## [WHAT IS BEING ASKED]
Return every line in the records below that contains the word "frame". Matching is case-sensitive.

* begin DATA EXTRACT *

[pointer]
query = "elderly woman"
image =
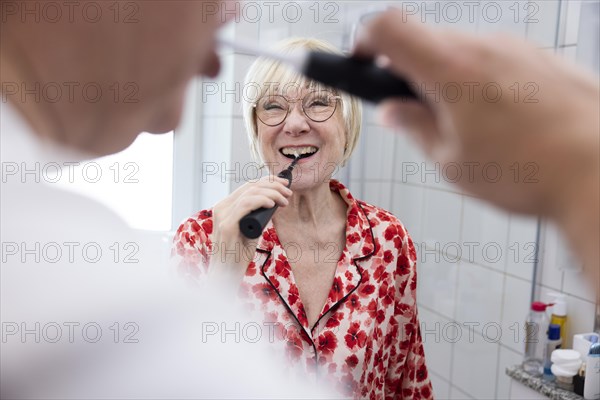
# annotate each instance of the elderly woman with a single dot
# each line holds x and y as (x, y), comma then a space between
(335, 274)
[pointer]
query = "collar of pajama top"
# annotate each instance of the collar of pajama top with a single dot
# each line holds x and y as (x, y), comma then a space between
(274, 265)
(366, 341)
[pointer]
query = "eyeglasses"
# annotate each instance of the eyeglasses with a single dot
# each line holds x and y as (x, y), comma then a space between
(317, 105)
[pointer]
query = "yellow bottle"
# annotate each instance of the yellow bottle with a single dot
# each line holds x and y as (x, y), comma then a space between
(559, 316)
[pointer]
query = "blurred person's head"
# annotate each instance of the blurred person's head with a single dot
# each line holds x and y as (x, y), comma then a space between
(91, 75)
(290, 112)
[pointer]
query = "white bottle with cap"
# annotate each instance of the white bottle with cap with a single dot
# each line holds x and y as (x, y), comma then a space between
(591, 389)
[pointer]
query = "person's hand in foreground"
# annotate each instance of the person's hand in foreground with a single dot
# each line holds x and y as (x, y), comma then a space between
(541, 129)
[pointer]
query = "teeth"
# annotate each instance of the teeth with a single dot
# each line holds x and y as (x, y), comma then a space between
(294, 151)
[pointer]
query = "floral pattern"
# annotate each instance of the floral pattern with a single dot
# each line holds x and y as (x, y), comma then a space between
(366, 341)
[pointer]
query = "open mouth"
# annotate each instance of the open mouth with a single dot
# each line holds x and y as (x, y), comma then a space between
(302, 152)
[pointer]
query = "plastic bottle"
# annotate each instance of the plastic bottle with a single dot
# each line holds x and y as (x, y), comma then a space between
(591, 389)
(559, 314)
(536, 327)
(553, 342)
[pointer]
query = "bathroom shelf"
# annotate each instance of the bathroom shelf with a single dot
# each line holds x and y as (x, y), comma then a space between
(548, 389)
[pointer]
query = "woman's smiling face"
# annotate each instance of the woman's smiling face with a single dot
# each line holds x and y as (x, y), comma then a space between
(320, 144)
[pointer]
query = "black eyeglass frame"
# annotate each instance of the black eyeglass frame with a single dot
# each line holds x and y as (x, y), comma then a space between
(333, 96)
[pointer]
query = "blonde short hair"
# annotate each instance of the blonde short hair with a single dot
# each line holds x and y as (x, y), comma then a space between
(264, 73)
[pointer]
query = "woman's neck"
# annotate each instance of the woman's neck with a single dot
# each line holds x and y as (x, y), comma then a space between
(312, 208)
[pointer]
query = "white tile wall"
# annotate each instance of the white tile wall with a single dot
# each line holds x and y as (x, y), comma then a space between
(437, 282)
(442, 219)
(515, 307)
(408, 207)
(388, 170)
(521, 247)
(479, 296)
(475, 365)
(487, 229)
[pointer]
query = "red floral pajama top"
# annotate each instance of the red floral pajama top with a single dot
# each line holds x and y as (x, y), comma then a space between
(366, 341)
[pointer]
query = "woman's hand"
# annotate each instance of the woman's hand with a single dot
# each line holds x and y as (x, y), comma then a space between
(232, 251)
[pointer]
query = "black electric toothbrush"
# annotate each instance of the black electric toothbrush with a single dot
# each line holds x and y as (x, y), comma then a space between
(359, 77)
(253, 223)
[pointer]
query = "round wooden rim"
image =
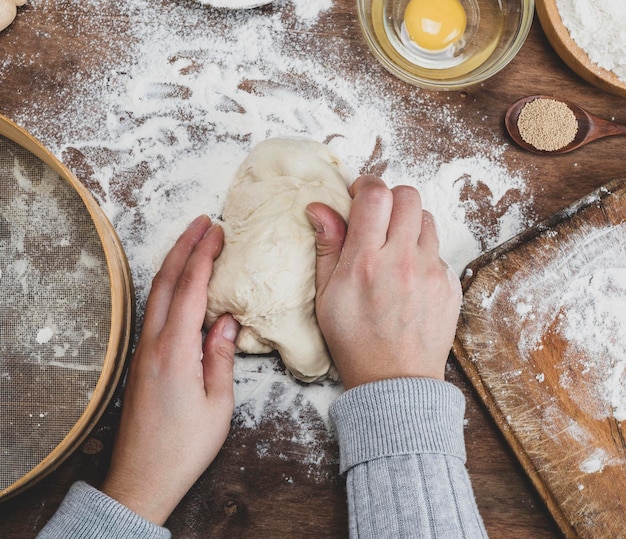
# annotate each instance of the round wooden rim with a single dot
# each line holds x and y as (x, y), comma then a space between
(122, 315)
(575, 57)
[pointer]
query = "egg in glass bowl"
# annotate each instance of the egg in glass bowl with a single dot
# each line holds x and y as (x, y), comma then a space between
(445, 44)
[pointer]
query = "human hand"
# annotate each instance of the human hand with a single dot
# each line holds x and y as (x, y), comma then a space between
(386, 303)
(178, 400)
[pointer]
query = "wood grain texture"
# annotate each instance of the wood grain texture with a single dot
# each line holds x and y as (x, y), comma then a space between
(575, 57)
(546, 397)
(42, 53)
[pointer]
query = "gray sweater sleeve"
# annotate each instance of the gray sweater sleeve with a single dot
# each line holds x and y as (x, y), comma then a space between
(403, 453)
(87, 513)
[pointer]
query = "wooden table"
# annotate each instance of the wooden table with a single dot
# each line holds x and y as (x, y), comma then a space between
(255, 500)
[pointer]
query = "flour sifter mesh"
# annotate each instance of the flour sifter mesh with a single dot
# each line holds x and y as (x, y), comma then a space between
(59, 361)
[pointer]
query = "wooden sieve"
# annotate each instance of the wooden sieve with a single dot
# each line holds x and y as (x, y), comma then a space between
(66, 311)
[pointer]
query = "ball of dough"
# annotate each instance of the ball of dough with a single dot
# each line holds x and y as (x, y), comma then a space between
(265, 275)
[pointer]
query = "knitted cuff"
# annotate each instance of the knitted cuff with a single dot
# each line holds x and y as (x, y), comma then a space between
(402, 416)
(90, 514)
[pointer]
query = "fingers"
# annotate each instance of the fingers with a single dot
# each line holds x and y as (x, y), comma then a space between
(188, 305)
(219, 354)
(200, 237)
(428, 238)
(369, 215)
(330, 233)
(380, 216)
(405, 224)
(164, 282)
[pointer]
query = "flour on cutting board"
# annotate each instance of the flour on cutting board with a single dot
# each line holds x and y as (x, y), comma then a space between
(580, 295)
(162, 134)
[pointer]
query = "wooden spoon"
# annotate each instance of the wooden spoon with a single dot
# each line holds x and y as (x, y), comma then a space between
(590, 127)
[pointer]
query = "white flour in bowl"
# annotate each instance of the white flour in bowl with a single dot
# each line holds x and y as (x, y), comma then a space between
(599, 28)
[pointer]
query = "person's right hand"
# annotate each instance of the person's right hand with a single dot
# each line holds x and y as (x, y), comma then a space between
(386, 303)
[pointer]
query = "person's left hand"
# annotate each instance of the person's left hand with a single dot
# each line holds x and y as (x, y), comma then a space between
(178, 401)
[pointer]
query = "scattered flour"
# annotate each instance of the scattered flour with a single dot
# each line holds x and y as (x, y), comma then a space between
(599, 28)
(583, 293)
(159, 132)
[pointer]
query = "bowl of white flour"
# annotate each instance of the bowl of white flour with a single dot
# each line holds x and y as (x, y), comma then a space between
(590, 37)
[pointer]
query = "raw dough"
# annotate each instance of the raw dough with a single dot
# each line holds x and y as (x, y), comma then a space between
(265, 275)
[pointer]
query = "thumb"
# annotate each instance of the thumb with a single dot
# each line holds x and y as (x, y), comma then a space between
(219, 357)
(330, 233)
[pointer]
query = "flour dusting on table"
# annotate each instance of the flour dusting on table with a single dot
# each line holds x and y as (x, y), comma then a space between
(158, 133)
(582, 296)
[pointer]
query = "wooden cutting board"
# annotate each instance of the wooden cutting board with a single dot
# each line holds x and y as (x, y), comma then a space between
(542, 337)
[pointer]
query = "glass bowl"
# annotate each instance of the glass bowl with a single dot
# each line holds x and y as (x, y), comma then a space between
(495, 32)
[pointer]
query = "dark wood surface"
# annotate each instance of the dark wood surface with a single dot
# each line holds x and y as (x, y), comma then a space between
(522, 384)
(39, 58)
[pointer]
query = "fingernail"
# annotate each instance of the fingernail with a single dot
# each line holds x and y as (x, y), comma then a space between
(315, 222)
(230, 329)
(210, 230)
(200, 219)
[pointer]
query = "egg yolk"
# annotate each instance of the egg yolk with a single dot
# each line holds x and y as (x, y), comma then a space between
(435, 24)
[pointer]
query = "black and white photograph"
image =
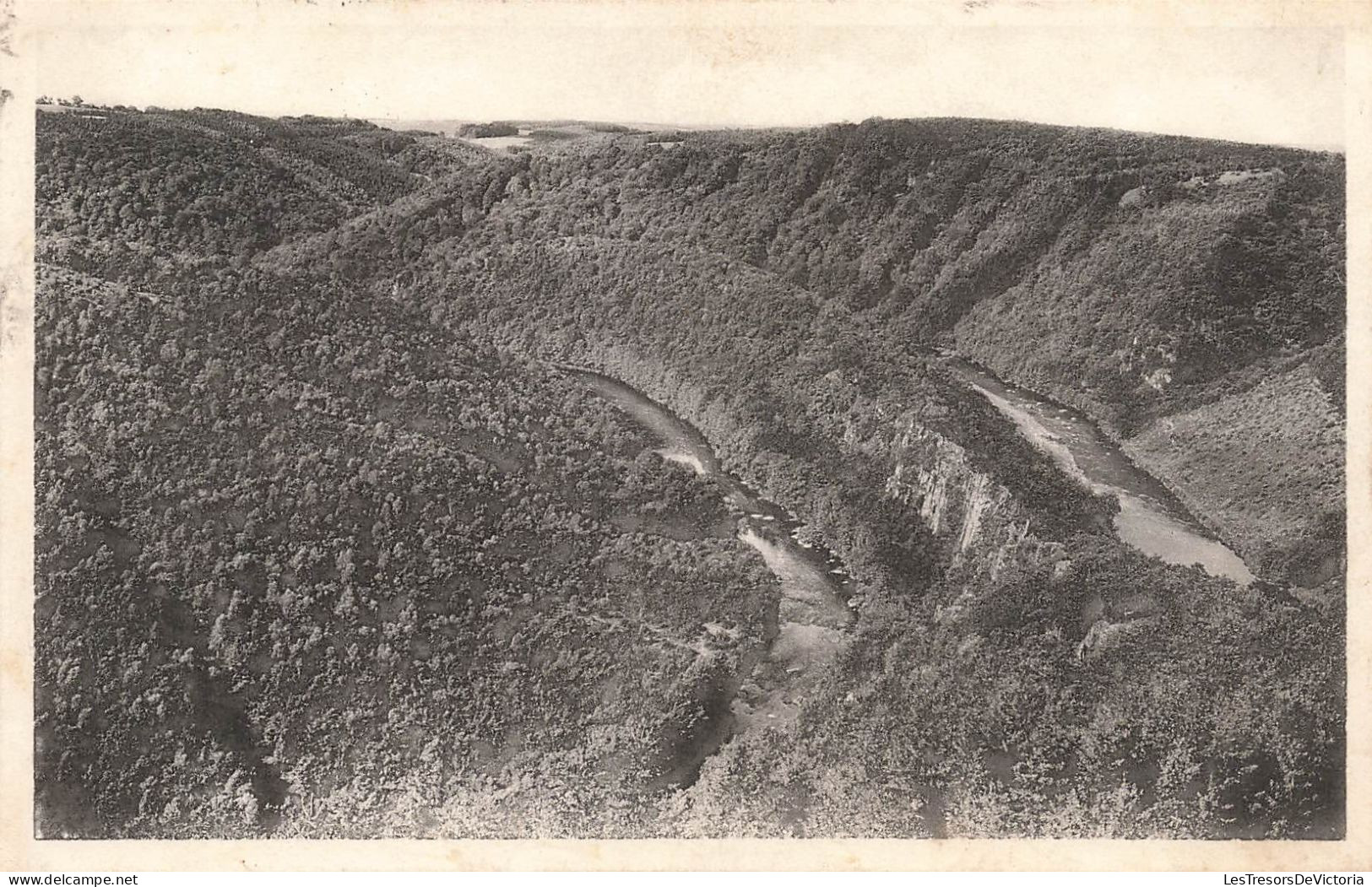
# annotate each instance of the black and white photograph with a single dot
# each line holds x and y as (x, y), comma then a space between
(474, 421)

* end DATA EXTRACT *
* begin DATA EXTRACT *

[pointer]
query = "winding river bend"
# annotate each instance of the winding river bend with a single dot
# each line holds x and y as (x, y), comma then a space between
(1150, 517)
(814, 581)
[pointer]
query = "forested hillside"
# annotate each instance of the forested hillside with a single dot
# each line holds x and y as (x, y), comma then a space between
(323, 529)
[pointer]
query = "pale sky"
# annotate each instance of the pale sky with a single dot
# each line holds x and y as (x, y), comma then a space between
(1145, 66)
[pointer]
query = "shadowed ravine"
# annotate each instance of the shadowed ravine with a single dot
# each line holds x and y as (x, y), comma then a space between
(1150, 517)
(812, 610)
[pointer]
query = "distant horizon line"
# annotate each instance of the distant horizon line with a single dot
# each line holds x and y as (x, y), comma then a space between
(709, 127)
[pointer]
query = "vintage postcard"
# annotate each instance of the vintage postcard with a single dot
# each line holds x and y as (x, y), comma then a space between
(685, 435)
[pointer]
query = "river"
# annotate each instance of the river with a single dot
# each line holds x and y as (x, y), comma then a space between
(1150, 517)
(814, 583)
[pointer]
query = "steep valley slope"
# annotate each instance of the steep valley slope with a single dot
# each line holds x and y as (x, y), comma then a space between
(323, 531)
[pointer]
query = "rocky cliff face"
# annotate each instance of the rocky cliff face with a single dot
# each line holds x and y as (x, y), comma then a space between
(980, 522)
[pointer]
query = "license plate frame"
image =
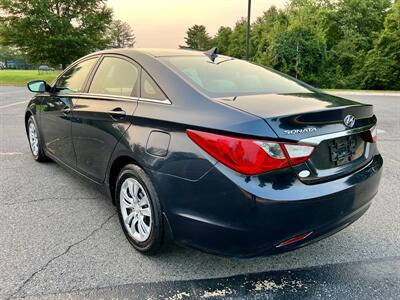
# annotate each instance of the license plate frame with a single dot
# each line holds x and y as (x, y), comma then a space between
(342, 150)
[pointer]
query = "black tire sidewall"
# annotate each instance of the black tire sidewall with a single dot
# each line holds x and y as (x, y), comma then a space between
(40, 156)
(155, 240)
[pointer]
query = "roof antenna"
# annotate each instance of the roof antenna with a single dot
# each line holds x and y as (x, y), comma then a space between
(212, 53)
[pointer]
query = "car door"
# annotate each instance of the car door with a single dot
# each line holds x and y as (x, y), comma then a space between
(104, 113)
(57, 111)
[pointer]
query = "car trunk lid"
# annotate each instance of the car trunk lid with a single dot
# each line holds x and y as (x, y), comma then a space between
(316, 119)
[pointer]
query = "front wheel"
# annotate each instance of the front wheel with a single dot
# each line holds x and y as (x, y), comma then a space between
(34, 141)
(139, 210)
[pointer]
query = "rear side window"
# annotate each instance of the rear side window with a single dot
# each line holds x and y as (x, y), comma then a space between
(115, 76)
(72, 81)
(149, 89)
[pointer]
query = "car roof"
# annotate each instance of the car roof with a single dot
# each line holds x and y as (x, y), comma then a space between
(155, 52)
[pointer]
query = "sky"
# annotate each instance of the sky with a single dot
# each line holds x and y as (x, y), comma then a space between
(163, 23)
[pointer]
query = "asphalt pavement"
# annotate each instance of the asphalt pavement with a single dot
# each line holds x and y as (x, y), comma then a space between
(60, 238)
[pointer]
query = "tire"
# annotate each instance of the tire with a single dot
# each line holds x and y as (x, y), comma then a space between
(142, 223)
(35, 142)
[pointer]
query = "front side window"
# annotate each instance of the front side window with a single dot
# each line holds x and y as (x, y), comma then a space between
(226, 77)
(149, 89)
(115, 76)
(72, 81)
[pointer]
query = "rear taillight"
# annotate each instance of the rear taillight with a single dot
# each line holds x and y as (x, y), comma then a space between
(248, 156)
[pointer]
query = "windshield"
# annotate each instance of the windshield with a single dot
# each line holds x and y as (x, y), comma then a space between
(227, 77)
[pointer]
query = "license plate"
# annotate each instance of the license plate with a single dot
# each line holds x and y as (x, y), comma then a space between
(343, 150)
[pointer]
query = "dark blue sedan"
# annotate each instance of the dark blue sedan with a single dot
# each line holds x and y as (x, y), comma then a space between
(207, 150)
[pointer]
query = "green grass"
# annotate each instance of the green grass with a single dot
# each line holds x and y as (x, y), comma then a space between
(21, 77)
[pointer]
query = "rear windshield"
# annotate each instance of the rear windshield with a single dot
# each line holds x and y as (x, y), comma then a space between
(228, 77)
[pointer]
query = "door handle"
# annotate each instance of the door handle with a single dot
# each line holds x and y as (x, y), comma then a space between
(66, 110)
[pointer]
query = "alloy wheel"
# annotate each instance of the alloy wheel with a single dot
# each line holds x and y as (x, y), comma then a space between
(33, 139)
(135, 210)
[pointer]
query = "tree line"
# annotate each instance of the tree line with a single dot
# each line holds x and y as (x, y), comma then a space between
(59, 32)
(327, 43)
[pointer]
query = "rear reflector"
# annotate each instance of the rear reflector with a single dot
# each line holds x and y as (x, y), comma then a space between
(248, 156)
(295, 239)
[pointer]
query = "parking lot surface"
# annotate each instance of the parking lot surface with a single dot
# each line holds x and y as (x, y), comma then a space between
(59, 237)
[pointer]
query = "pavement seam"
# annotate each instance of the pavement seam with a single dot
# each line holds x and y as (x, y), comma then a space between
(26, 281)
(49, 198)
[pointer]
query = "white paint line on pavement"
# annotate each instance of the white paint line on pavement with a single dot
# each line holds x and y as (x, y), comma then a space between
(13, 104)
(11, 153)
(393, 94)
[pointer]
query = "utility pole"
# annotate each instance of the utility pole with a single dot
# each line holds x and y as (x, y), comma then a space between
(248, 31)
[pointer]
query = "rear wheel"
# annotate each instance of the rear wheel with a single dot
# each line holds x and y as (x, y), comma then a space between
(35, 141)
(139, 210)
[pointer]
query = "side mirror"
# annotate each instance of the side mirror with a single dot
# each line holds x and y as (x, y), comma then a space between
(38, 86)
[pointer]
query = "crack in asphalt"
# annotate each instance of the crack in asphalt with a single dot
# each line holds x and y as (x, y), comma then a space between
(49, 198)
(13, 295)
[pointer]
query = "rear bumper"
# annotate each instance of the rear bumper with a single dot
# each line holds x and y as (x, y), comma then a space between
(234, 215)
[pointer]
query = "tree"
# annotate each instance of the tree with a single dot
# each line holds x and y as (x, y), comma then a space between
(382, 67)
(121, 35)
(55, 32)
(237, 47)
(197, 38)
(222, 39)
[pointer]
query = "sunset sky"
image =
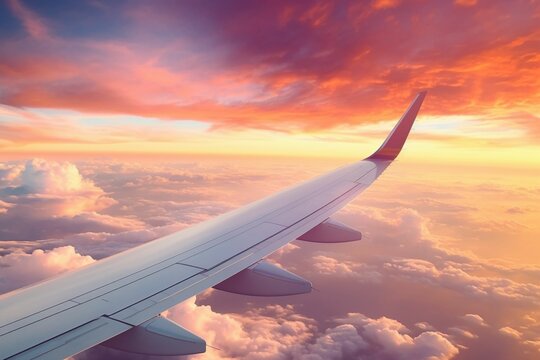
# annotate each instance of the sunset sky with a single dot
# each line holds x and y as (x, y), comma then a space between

* end DATA EXTRACT *
* begin DATA EXTRACT *

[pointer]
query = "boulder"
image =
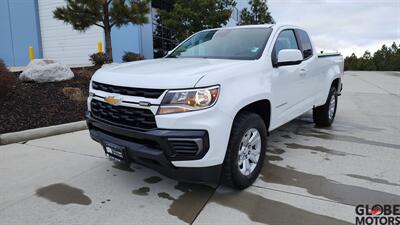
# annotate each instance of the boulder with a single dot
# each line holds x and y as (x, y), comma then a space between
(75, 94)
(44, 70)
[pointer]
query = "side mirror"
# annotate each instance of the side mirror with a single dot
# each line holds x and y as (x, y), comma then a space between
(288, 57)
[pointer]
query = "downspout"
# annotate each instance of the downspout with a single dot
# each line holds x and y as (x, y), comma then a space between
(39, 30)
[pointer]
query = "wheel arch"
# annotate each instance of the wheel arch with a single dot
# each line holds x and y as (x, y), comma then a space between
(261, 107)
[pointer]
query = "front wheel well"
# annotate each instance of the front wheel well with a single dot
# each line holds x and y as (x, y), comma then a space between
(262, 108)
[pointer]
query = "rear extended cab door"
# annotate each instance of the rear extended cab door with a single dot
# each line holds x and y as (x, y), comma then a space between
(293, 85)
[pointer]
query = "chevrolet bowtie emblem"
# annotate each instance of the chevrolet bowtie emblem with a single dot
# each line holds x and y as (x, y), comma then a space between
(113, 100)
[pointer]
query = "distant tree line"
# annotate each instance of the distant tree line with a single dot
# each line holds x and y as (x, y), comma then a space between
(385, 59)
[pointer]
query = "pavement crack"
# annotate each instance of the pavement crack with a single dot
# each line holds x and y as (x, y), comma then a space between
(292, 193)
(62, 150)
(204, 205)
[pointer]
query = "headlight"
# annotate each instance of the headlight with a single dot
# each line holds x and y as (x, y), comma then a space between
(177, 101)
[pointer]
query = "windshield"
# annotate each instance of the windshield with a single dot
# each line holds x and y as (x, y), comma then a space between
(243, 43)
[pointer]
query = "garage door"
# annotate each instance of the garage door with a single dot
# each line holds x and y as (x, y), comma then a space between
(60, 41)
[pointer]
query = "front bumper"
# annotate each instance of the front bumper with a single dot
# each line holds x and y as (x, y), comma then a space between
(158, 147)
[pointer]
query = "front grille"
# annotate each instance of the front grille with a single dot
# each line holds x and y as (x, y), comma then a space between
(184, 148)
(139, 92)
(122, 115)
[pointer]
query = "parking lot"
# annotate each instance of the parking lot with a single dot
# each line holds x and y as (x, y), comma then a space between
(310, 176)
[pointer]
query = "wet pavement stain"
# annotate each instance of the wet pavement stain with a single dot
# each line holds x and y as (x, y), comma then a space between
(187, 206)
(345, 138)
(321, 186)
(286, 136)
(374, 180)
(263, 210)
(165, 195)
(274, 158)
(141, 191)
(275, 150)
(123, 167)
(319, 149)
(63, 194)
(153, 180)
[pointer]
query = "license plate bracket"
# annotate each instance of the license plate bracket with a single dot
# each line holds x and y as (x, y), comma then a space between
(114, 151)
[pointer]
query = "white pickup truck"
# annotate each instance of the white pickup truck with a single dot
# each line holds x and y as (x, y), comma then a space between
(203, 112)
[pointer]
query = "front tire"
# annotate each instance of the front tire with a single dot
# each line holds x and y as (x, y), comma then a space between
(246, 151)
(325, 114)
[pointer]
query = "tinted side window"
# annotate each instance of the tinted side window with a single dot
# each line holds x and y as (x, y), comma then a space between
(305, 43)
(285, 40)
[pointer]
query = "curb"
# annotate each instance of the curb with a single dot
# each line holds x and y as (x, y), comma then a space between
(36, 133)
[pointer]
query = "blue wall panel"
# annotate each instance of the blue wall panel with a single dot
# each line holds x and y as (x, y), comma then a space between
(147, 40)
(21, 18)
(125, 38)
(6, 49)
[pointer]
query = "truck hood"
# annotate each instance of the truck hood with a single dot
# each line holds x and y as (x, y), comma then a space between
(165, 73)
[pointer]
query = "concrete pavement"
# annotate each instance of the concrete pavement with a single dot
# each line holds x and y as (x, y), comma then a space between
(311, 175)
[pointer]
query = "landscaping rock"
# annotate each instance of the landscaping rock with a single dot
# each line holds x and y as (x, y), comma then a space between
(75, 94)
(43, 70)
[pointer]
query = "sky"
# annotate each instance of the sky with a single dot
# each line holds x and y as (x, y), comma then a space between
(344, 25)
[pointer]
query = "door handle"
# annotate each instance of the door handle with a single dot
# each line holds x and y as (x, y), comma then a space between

* end DATA EXTRACT *

## [TASK SOLUTION]
query = "black eyeglass frame"
# annotate each instance of the black eyeglass frame with a single dot
query = "license plate frame"
# annotate each instance of the license plate frame with a single dot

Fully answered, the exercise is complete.